- _Your tasks_
(1) According to the vector-space notes, when is a vector subspace called proper?
(2) Pick up the vector-space notes right after the last sentence shown and keep writing.

- _Document segment_
◆ ◆ ◆

A very useful geometric picture to have in mind for real vectors in \(2\) and \(3\) dimensions is the vector space of arrows. We equate two arrows if they have the same magnitude (or length) and the same direction. Adding arrows is accomplished by placing the initial point of one at the endpoint of the other and then drawing an arrow from the remaining initial point to the remaining endpoint. Scalar multiplication is obtained by scaling the magnitude (when the scale is positive) or reversing the direction and scaling (when the scale is negative).

This does indeed form a vector space over \(\mathbb{R}\text{.}\) It is nearly useless when it comes to computing, but it gives a much better picture of how vectors look and behave. As such, it will reappear frequently as we start applying vectors to ordinary differential equations and multivariable calculus.

All of the examples above share the property of being finite dimensional (which we will define soon). However, there are a great many vector spaces that do not have this property and are extensively studied.

Example 2.2.7. The vector space of continuous functions.

The space of continuous functions \(C(U)\) from a space \(U\) to \(K\) forms a vector space. Here addition is function addition and scalar multiplication is obtained by just multiplying a function by a number. More concretely, if \(f : U \to K\text{,}\) \(g : U \to K\) and \(\lambda \in K\) we take

\begin{align*} (f + g) (x) \amp := f(x) + g(x), \\ (\lambda f) (x) \amp := \lambda f(x). \end{align*}

There are a huge number of variants of Example 2.2.7 such as functions that are differentiable, bounded functions, functions that are integrable, and so on. The study of such vector spaces is one of the primary topics of functional analysis and we will only lightly dabble in this so as not to spoil the wonders that await!

One can also consider infinite column vectors or matrices, but we will stop this example madness here before it gets any further out of control. Instead, we give ourselves a bit more vocabulary concerning vectors and vector spaces.

Definition 2.2.8.

Given a vector space \(V\) over \(K\text{,}\) a vector subspace \(W\) of \(V\) is a subset which is also a vector space over \(K\) with the vector space operations inherited from \(V\text{.}\) This is denoted \(W \le V\text{.}\) A vector subspace is called proper if it is not equal to \(V\text{.}\)

◆ ◆ ◆

- _Provided material_
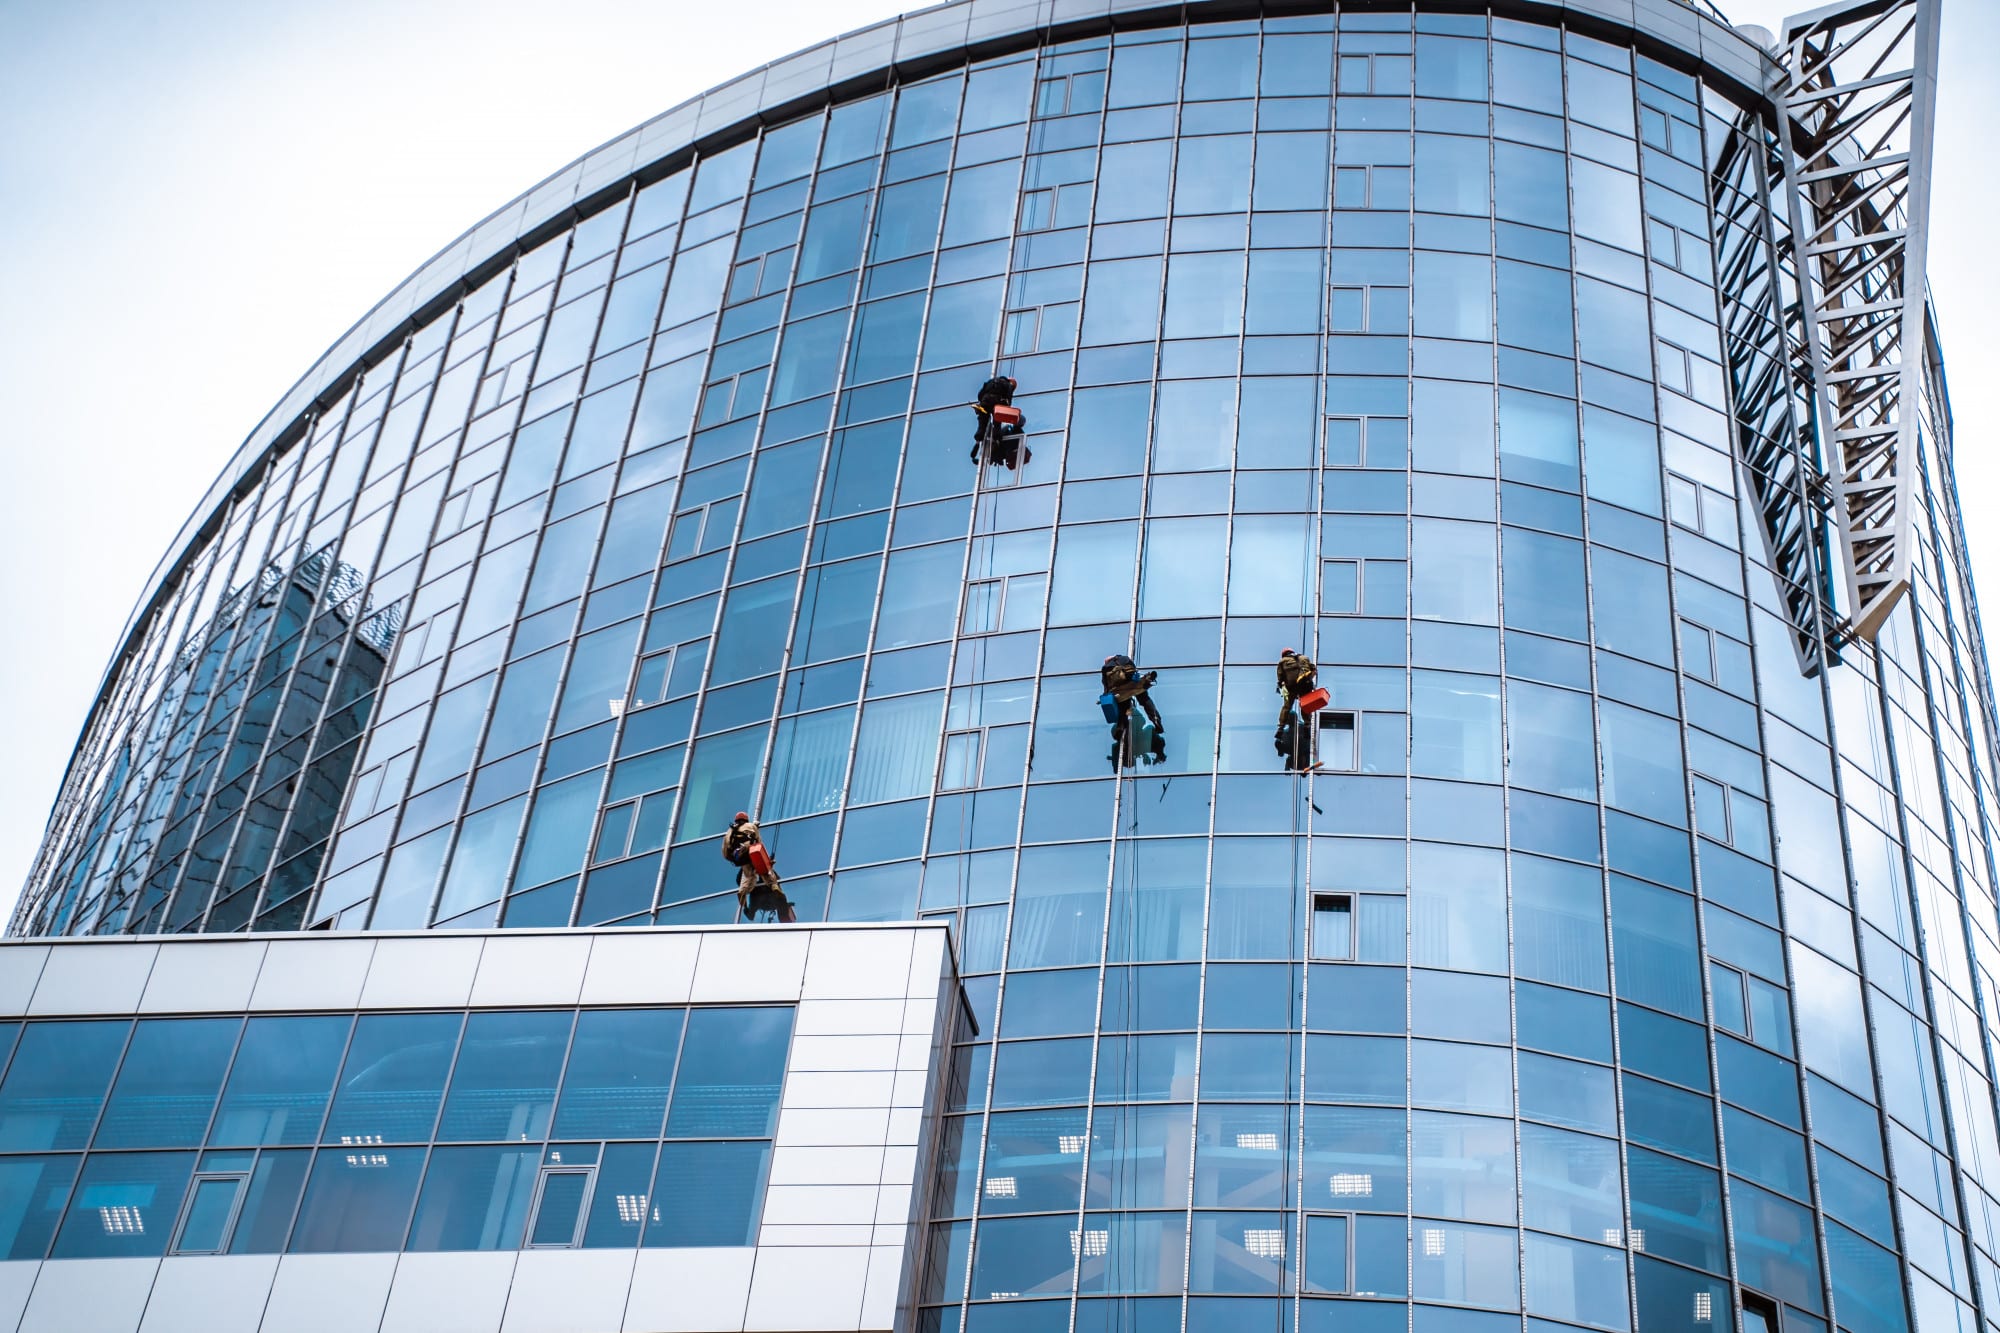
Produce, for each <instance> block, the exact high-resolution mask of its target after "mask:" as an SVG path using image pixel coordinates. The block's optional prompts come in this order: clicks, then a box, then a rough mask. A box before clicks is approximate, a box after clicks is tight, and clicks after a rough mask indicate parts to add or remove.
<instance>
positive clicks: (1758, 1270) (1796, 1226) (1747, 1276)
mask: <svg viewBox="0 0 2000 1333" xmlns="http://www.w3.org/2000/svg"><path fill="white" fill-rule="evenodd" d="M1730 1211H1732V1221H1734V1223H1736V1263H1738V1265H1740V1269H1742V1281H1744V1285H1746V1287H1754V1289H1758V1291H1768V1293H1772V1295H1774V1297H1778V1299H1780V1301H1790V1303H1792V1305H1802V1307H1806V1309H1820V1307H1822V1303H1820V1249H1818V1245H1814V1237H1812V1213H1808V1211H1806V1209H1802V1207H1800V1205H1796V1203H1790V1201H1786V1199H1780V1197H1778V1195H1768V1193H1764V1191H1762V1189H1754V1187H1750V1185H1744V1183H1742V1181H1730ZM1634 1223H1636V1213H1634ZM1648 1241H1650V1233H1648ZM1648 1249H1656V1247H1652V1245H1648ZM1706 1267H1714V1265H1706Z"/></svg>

◆ ◆ ◆

- _Solved problems_
(1) When it is not equal to \(V\).

(2)
Often we will refer to a vector subspace \(W\) as a linear subspace. This should come though with a big warning: with this vocabulary, not all lines are linear!

In order to verify that a given subset \(W\) of \(V\) is in fact a vector space, one needs to check that it is closed under addition and scalar multiplication. In other words, we need to see that if \(\mb{w}_0, \mb{w}_1\) are in \(W\) and \(\lambda\) is in \(K\text{,}\) then \(\mb{w}_0 + \mb{w}_1\) and \(\lambda \mb{w}_0\) are also in \(W\) (not just in \(V\)). We record this as a proposition.

Proposition 2.2.9.

A subset \(W\) of \(V\) is a vector subspace if and only if it is closed under vector addition and scalar multiplication.

Example 2.2.10. Subspace defined by an equation.

Consider the subset

\begin{equation*} W = \left\{ \left[ \begin{matrix} a \\ b \end{matrix} \right] : 2a + 3b = 0 \right\}. \end{equation*}

That this is a vector subspace of \(\mathbb{R}^2\) can be verified using Proposition 2.2.9. Suppose

\begin{equation*} \left[ \begin{matrix} a_0 \\ b_0 \end{matrix} \right] \text{ and } \left[ \begin{matrix} a_1 \\ b_1 \end{matrix} \right] \end{equation*}

are in \(W\text{.}\) Then

\begin{align*} 2a_0 + 3b_0 \amp = 0, \\ 2a_1 + 3b_1 \amp = 0 \end{align*}

so that adding them together gives

\begin{equation*} 2(a_0 + a_1) + 3(b_0 + b_1) = 0. \end{equation*}

But this implies that

\begin{equation*} \left[ \begin{matrix} a_0 + a_1 \\ b_0 + b_1 \end{matrix} \right] \end{equation*}

is in \(W\) so that \(W\) is closed under vector addition. A similar argument shows that it is closed under scalar multiplication.

Note that if we view the vector space \(\mathbb{R}^2\) geometrically as the plane, the subspace \(W\) is just the line of slope \(-2/3\) passing through the origin. In fact, as you will show in the exercises, any non-zero proper vector subspace of \(\mathbb{R}^2\) is a line through the origin.

Definition 2.2.11.

Given vectors \(\mb{v}_1, \mb{v}_2, \ldots, \mb{v}_n\) in a vector space \(V\) over \(K\) and numbers \(a_1, a_2, \ldots, a_n\) in \(K\text{,}\) we call the vector

\begin{equation*} a_1 \mb{v}_1 + a_2 \mb{v}_2 + \cdots + a_n \mb{v}_n \end{equation*}

a linear combination of \(\mb{v}_1, \ldots , \mb{v}_n\text{.}\) If \(S\) is a subset of \(V\text{,}\) the set of all linear combinations of vectors in \(S\) is called the span of \(S\) and is denoted \(\text{Span}(S)\text{.}\)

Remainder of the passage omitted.